GitHub - lubfoltan/vast.ai-orchestrator: Desktop GUI app for automating deep learning training on Vast.ai cloud GPUs — classification & regression with one click

SCOUT — Smart Cloud Orchestrated Unified Trainer

Configure. Deploy. Harvest.

Features • Architecture • Quick Start • Benchmarks • Business Cases • License

Why SCOUT?

Training deep learning models shouldn't require a DevOps degree. SCOUT eliminates the gap between "I have a dataset" and "I have a trained model" by automating every step of cloud GPU training — from renting the machine to downloading your results.

Philosophy: Configure, Deploy, Harvest

Most ML tools force you to think about infrastructure: SSH tunnels, pip dependencies, CUDA versions, SCP commands, instance cleanup. SCOUT inverts this — you think about your experiment, and the infrastructure thinks about itself.

Configure your hyperparameters in a GUI, Deploy with one click to the cheapest reliable GPU on Vast.ai, and Harvest your trained model, metrics, Grad-CAM heatmaps, and Excel reports — all downloaded automatically.

Features

Core Pipeline

One-click orchestration: Search → Rent → Upload → Train → Download → Done
Smart Estimator: Pre-flight dataset analysis — estimates VRAM needs, training time, and upload time before you spend a penny
Dynamic Provisioning: Selects GPUs by best value, not just cheapest — filters by reliability score, network speed, and DL performance benchmarks
Live Telemetry: Real-time Loss/Accuracy charts in the GUI via periodic CSV polling — no W&B dependency
Rsync pipeline: Resume-capable, checksum-verified file transfers via rsync over SSH (falls back to tar+gzip → SFTP automatically)

Training

Classification (images): Pretrained CNNs — ResNet-50, DenseNet-121, EfficientNet-B0, ConvNeXt
Regression (tabular CSV/Excel): MLP with configurable target/feature columns
17 metrics: 10 classification (Accuracy, F1, AUC-ROC, Cohen's Kappa…) + 7 regression (RMSE, R², MAPE…)

- **Given data**

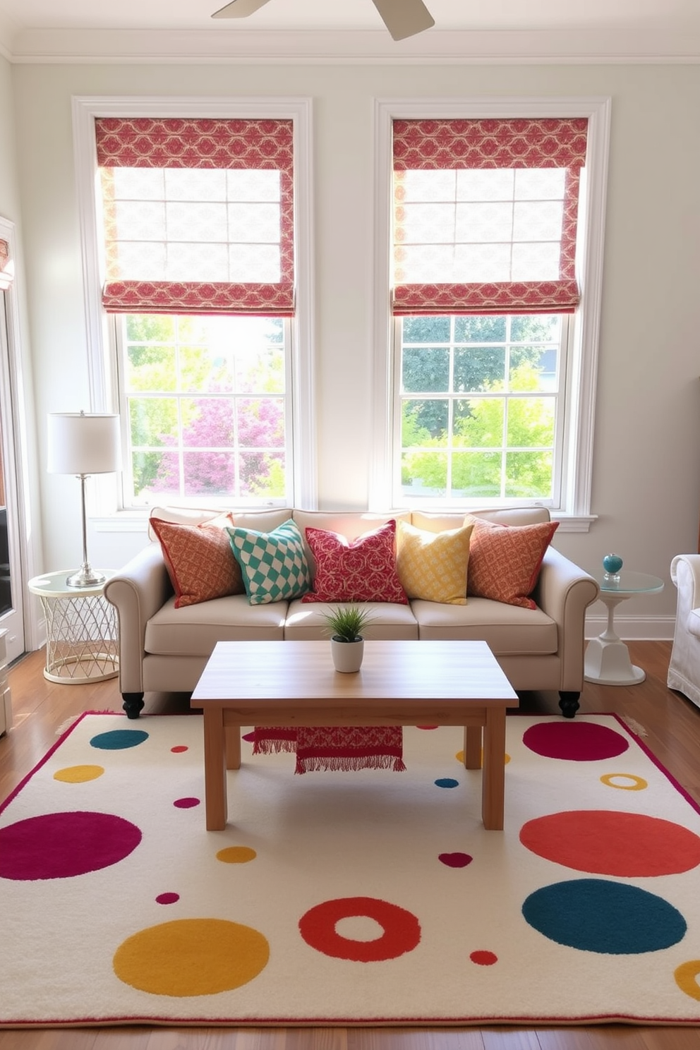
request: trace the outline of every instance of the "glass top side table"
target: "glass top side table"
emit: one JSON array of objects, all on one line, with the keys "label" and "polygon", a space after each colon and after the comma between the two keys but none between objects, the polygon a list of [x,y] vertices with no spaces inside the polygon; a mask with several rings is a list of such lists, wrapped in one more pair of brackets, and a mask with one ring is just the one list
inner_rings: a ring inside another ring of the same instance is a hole
[{"label": "glass top side table", "polygon": [[68,587],[68,569],[34,576],[29,591],[41,598],[46,618],[44,677],[64,685],[105,681],[119,674],[116,609],[104,596],[106,580],[93,587]]},{"label": "glass top side table", "polygon": [[586,647],[584,677],[599,686],[636,686],[646,674],[630,659],[630,650],[615,632],[615,609],[628,597],[635,594],[657,594],[663,590],[663,580],[648,572],[631,572],[622,569],[618,579],[604,572],[596,576],[600,585],[600,601],[608,607],[608,627],[597,638],[591,638]]}]

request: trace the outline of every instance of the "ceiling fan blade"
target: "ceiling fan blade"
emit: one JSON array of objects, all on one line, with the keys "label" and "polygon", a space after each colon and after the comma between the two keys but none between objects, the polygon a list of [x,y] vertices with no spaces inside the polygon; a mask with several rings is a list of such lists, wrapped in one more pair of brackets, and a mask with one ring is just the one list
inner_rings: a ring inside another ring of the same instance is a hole
[{"label": "ceiling fan blade", "polygon": [[248,18],[267,3],[268,0],[231,0],[226,7],[215,10],[212,18]]},{"label": "ceiling fan blade", "polygon": [[436,24],[423,0],[373,0],[373,3],[395,40],[413,37]]}]

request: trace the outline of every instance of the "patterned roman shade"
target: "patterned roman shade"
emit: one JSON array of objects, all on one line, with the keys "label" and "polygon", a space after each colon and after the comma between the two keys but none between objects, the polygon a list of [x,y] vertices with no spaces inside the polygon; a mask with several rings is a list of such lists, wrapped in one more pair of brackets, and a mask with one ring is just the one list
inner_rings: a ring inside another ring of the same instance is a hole
[{"label": "patterned roman shade", "polygon": [[98,118],[110,313],[294,313],[291,120]]},{"label": "patterned roman shade", "polygon": [[395,120],[393,308],[573,313],[586,118]]}]

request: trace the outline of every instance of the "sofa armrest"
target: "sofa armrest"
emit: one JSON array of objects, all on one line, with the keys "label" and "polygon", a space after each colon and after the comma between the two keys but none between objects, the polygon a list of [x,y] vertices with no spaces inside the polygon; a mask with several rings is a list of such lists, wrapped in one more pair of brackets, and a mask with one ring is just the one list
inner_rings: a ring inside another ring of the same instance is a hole
[{"label": "sofa armrest", "polygon": [[678,590],[678,604],[685,612],[700,609],[700,554],[676,554],[671,579]]},{"label": "sofa armrest", "polygon": [[597,581],[548,547],[532,597],[558,627],[561,691],[579,692],[584,682],[586,610],[600,593]]},{"label": "sofa armrest", "polygon": [[143,693],[146,624],[172,594],[161,545],[151,543],[105,584],[105,597],[116,608],[120,690]]}]

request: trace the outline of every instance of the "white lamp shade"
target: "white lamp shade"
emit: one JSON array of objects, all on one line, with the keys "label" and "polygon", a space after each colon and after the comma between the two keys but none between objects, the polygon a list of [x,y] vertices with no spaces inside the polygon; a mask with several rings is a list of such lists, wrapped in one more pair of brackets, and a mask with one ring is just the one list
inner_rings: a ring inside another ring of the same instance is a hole
[{"label": "white lamp shade", "polygon": [[121,466],[119,416],[82,412],[49,415],[49,474],[112,474]]}]

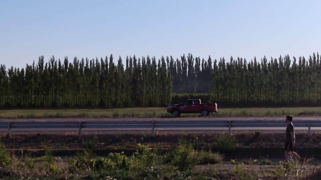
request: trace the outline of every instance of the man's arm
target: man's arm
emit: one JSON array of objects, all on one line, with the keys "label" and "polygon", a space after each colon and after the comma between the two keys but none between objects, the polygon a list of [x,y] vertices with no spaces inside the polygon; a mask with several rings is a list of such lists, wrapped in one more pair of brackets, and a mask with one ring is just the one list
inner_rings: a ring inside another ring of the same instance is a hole
[{"label": "man's arm", "polygon": [[294,134],[293,132],[293,131],[291,131],[290,132],[290,134],[291,134],[291,139],[292,140],[292,146],[293,147],[294,146]]}]

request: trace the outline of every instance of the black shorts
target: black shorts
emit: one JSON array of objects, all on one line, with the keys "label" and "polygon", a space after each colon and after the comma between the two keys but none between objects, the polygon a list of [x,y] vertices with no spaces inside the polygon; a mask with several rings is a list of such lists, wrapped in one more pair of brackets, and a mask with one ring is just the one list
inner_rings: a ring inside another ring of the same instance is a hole
[{"label": "black shorts", "polygon": [[285,143],[284,150],[288,151],[293,151],[293,146],[292,146],[292,142],[287,142]]}]

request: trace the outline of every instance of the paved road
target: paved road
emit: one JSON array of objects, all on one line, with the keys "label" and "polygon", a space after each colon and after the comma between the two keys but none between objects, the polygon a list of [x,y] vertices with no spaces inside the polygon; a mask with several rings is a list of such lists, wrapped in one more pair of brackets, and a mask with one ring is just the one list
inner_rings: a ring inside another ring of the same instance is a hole
[{"label": "paved road", "polygon": [[[284,117],[181,117],[179,118],[99,118],[99,119],[81,119],[81,118],[47,118],[47,119],[0,119],[0,122],[66,122],[66,121],[191,121],[197,120],[202,121],[221,121],[221,120],[262,120],[262,121],[284,121]],[[298,116],[294,117],[293,120],[301,120],[311,121],[316,121],[321,120],[321,116]],[[284,122],[285,124],[285,122]],[[116,131],[120,131],[117,133],[124,133],[126,131],[129,131],[133,132],[137,131],[137,133],[142,133],[143,131],[149,133],[147,132],[151,130],[151,128],[127,128],[121,129],[119,128],[97,128],[95,129],[88,129],[85,128],[82,128],[82,130],[84,132],[90,132],[91,133],[97,131],[100,133],[108,133],[114,131],[112,133],[115,133]],[[259,131],[262,133],[273,133],[276,132],[283,132],[285,131],[285,127],[232,127],[231,132],[234,133],[245,133],[246,132],[255,132]],[[190,133],[220,133],[222,131],[227,132],[228,130],[228,128],[221,127],[208,127],[208,128],[156,128],[155,131],[159,131],[159,132],[163,132],[163,133],[181,133],[182,131],[185,132],[189,132]],[[295,127],[296,132],[299,132],[300,131],[303,131],[305,132],[308,130],[308,127]],[[312,132],[321,132],[321,128],[311,127],[311,130]],[[4,131],[7,130],[7,129],[0,129],[0,132],[3,133]],[[76,129],[65,129],[57,128],[53,129],[51,128],[47,129],[12,129],[12,131],[14,132],[21,132],[22,133],[30,133],[31,132],[41,132],[42,133],[65,133],[66,132],[76,132],[78,130],[78,128]],[[121,133],[120,131],[122,131]],[[177,132],[176,132],[177,131]]]},{"label": "paved road", "polygon": [[[66,122],[66,121],[135,121],[151,120],[158,121],[285,121],[285,116],[283,116],[255,117],[183,117],[177,118],[43,118],[20,119],[0,119],[0,122]],[[301,120],[316,121],[321,120],[321,116],[294,116],[293,120]]]},{"label": "paved road", "polygon": [[[308,130],[308,127],[296,127],[296,130]],[[175,127],[175,128],[155,128],[155,131],[190,131],[190,130],[215,130],[227,131],[228,128],[227,127]],[[233,130],[279,130],[284,131],[285,127],[233,127],[231,129]],[[311,130],[321,130],[321,127],[311,127]],[[151,131],[151,128],[82,128],[83,131]],[[6,131],[8,130],[5,129],[0,129],[0,131]],[[78,128],[58,128],[53,129],[52,128],[16,128],[12,129],[12,131],[78,131]]]}]

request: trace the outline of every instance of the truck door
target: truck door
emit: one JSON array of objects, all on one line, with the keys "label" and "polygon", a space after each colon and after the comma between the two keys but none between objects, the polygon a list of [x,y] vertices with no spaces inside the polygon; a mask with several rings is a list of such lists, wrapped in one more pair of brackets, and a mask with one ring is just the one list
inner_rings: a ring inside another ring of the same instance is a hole
[{"label": "truck door", "polygon": [[183,113],[189,113],[192,102],[190,101],[187,101],[179,105],[180,111]]},{"label": "truck door", "polygon": [[195,111],[195,105],[193,100],[187,101],[187,105],[185,107],[185,110],[186,113],[194,113]]},{"label": "truck door", "polygon": [[191,113],[198,113],[200,111],[200,102],[197,100],[192,101],[192,104],[190,109]]}]

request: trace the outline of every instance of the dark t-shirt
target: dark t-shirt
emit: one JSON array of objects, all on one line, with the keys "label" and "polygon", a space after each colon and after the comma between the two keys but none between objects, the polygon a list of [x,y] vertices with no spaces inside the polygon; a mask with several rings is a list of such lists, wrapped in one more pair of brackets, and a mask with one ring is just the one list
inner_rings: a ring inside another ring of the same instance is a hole
[{"label": "dark t-shirt", "polygon": [[293,132],[293,134],[294,136],[294,141],[295,142],[295,135],[294,134],[294,127],[292,123],[288,125],[286,127],[286,130],[285,131],[285,137],[286,137],[286,141],[288,142],[292,142],[292,138],[291,137],[291,132]]}]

- **Written tasks**
1. Print the passage of the SCOUT project page between "One-click orchestration: Search" and "tar+gzip → SFTP automatically)", inclusive.
2. Which pretrained CNNs does the SCOUT project page list for image classification?

- **Responses for each task**
1.
One-click orchestration: Search → Rent → Upload → Train → Download → Done
Smart Estimator: Pre-flight dataset analysis — estimates VRAM needs, training time, and upload time before you spend a penny
Dynamic Provisioning: Selects GPUs by best value, not just cheapest — filters by reliability score, network speed, and DL performance benchmarks
Live Telemetry: Real-time Loss/Accuracy charts in the GUI via periodic CSV polling — no W&B dependency
Rsync pipeline: Resume-capable, checksum-verified file transfers via rsync over SSH (falls back to tar+gzip → SFTP automatically)

2. ResNet-50, DenseNet-121, EfficientNet-B0, and ConvNeXt.